Written exercise a: Format the entries from the line with "Capture every neck visible." up to and including the line with "[807,63,969,145]" as a two-column CSV with the columns entry_text and answer. Give one row per entry, with its text and its answer each in a single quoted field and line breaks replaced by spaces.

Passage shown:
◆ ◆ ◆ ◆ ◆

But, if you're getting meaningful results for the other dimensions, what I'd suggest you to do is to ignore the openness information and try to calculate it using another algorithm (your own?) or even checking if just removing this dimension does not provide good enough results for you.
There are some nice tips here -- https://www.ibm.com/smarterplanet/us/en/ibmwatson/developercloud/doc/personality-insights/science.shtml and some references to papers that can help you understand the algorithm internals.
You cannot train Watson Personality Insights at the current version. But there may be alternatives.
From your message it is not clear to me if you are receiving too similar results for individual tweets or entire twitter streams. In the first case, as Leo pointed out in a different answer, please note that you should aim to provide enough information for any analysis to be meaningful (this is 3,000+ words, not just a tweet). In the second case, I would be a bit surprised if your scores are still so similar with so much text (how many tweets per user?), but this may still happen depending on the domain.

◆ ◆ ◆ ◆ ◆

Extracted material:
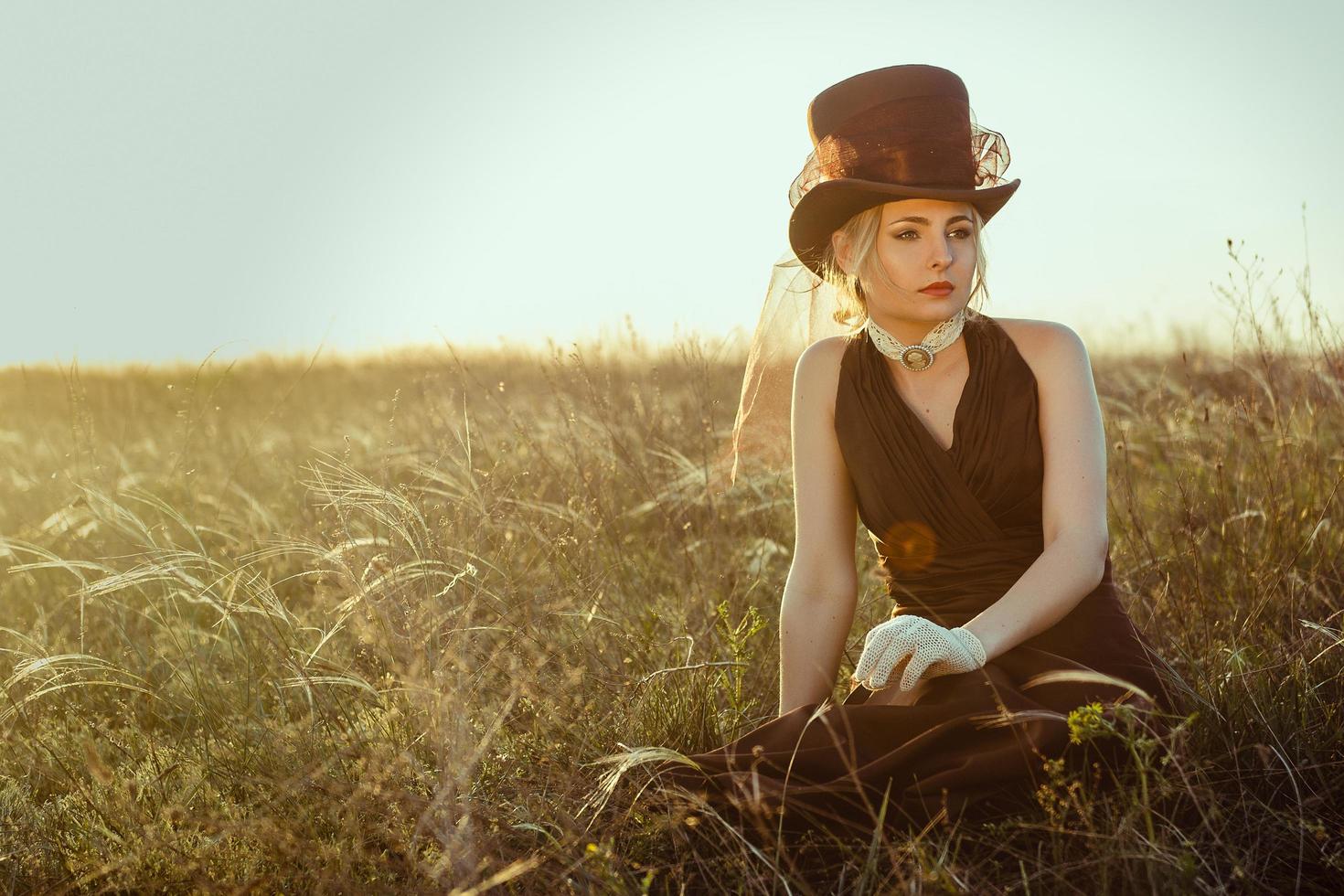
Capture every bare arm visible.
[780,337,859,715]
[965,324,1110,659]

◆ ◆ ◆ ◆ ◆

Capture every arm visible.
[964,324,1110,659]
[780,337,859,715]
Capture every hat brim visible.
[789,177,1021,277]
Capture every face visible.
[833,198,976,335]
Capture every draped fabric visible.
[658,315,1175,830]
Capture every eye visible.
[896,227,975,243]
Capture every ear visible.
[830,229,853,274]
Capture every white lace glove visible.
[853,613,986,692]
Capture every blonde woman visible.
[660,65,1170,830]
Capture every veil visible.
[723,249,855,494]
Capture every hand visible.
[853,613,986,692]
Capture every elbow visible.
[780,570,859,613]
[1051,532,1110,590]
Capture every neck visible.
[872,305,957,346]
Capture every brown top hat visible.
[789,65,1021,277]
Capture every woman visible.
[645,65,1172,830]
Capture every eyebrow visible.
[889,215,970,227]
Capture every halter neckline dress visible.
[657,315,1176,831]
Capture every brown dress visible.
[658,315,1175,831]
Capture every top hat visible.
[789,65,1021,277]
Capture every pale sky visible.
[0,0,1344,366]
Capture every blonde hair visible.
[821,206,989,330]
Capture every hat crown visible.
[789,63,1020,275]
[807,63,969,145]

◆ ◆ ◆ ◆ ◆

Written exercise b: Write out the whole passage about Watson Personality Insights exactly.

Task response a:
entry_text,answer
"Capture every neck visible.","[872,305,957,346]"
"Capture every brown top hat visible.","[789,65,1021,277]"
"Capture every woman visible.","[645,65,1172,830]"
"Capture every eyebrow visible.","[889,215,970,227]"
"Capture every halter neckline dress visible.","[657,315,1176,831]"
"Capture every brown dress visible.","[658,315,1175,831]"
"Capture every top hat visible.","[789,65,1021,277]"
"Capture every pale sky visible.","[0,0,1344,366]"
"Capture every blonde hair visible.","[821,206,989,330]"
"Capture every hat crown visible.","[789,63,1020,275] [807,63,969,145]"

Task response b:
But, if you're getting meaningful results for the other dimensions, what I'd suggest you to do is to ignore the openness information and try to calculate it using another algorithm (your own?) or even checking if just removing this dimension does not provide good enough results for you.
There are some nice tips here -- https://www.ibm.com/smarterplanet/us/en/ibmwatson/developercloud/doc/personality-insights/science.shtml and some references to papers that can help you understand the algorithm internals.
You cannot train Watson Personality Insights at the current version. But there may be alternatives.
From your message it is not clear to me if you are receiving too similar results for individual tweets or entire twitter streams. In the first case, as Leo pointed out in a different answer, please note that you should aim to provide enough information for any analysis to be meaningful (this is 3,000+ words, not just a tweet). In the second case, I would be a bit surprised if your scores are still so similar with so much text (how many tweets per user?), but this may still happen depending on the domain.